▶ **SHORT EXERCISE**
Change "wooden signpost post" to "wooden fence post" in the stretch from the start of the lines through the line containing "Return the mask of every instance of the wooden", both ends included, and leave everything else unchanged. Give back only those lines, without the pictures.

>>>>

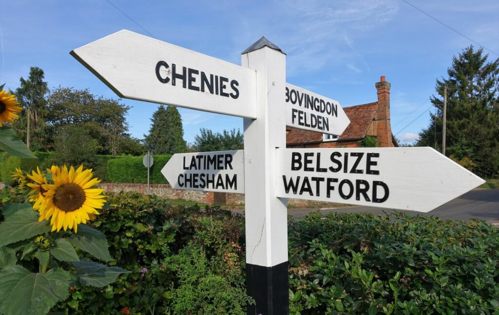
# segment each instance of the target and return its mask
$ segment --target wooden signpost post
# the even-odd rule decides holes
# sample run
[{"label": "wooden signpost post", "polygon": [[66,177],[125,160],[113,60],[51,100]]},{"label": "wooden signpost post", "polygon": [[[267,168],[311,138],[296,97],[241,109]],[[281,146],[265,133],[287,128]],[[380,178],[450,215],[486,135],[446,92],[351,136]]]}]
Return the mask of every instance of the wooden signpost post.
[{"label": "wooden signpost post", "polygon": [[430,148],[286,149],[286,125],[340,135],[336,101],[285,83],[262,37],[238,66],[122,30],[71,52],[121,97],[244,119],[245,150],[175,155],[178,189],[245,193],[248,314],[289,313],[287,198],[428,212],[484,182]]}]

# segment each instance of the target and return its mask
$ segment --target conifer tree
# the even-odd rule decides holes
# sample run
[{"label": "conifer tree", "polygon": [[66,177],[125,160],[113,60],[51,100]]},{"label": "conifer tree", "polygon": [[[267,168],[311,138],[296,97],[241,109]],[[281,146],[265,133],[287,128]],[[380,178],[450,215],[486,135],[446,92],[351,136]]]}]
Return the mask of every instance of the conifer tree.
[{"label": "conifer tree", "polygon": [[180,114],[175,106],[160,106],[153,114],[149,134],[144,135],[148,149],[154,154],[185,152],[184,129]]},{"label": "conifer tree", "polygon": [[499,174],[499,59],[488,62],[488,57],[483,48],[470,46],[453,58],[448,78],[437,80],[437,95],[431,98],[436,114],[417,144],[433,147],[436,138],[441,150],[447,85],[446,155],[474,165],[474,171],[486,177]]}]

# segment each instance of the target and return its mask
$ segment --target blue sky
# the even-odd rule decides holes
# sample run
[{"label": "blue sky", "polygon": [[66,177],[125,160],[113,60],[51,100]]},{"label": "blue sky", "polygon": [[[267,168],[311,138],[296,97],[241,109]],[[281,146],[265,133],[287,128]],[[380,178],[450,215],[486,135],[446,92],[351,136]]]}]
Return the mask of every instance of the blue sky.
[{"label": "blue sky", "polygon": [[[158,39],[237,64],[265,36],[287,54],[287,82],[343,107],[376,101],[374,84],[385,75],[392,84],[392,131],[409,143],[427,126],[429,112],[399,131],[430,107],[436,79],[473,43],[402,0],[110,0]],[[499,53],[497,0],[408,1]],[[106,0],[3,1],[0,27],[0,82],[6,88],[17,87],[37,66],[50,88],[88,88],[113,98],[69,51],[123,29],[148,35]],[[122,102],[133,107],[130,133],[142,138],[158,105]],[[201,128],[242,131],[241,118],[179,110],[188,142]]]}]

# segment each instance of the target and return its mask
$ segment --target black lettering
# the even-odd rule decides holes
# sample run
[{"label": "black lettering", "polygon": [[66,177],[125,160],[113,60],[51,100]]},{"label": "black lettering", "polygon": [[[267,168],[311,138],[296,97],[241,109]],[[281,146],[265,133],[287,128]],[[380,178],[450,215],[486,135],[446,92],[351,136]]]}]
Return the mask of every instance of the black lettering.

<<<<

▶ **EXPECTED ANSWER**
# segment each instance of the target and return its mask
$ segment --target wooden fence post
# the even-odd rule decides holes
# sample run
[{"label": "wooden fence post", "polygon": [[66,177],[125,160],[113,60],[51,100]]},{"label": "wooden fence post", "polygon": [[[267,168],[311,138],[296,97],[241,109]],[[281,146],[265,133],[287,128]],[[380,178],[450,215],[486,135],[446,92],[351,136]]]}]
Return the mask of every instance of the wooden fence post.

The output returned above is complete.